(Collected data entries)
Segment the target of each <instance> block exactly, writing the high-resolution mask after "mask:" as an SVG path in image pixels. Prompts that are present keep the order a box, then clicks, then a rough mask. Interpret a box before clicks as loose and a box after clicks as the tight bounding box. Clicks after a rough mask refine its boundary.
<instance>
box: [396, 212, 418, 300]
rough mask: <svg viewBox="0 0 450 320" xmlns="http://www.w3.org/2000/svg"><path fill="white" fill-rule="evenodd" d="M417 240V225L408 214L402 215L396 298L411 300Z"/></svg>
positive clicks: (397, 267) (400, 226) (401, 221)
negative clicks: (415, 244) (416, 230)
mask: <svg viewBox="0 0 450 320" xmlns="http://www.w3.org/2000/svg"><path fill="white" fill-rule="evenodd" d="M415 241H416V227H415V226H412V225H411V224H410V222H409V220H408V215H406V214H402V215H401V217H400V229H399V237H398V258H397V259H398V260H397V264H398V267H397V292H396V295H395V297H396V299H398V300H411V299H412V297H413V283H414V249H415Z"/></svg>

WHAT THE EXERCISE ASKS → Give every line of the records above as a Markdown table with the columns Row and Line, numbering the rows in order and leaving out any blank lines.

ANSWER TO THIS EXERCISE →
| Row | Line |
|---|---|
| 1 | Segment the target of each <instance> block exactly, writing the high-resolution mask after "mask:" as an SVG path in image pixels. Prompts that are present keep the order a box, then clicks, then a rough mask. Interpret a box before clicks as loose and a box after clicks as the tight bounding box. Clicks after a rough mask refine its boundary. |
| 2 | <instance> |
| 3 | box: [396, 212, 418, 300] |
| 4 | rough mask: <svg viewBox="0 0 450 320" xmlns="http://www.w3.org/2000/svg"><path fill="white" fill-rule="evenodd" d="M417 240V225L408 214L402 215L396 298L411 300Z"/></svg> |
| 5 | positive clicks: (397, 267) (400, 226) (401, 221) |
| 6 | negative clicks: (415, 244) (416, 230) |
| 7 | mask: <svg viewBox="0 0 450 320" xmlns="http://www.w3.org/2000/svg"><path fill="white" fill-rule="evenodd" d="M415 241H416V227H415V226H412V225H411V224H410V222H409V220H408V215H406V214H402V215H401V217H400V229H399V237H398V258H397V259H398V260H397V264H398V267H397V292H396V295H395V297H396V299H398V300H411V299H412V297H413V283H414V249H415Z"/></svg> |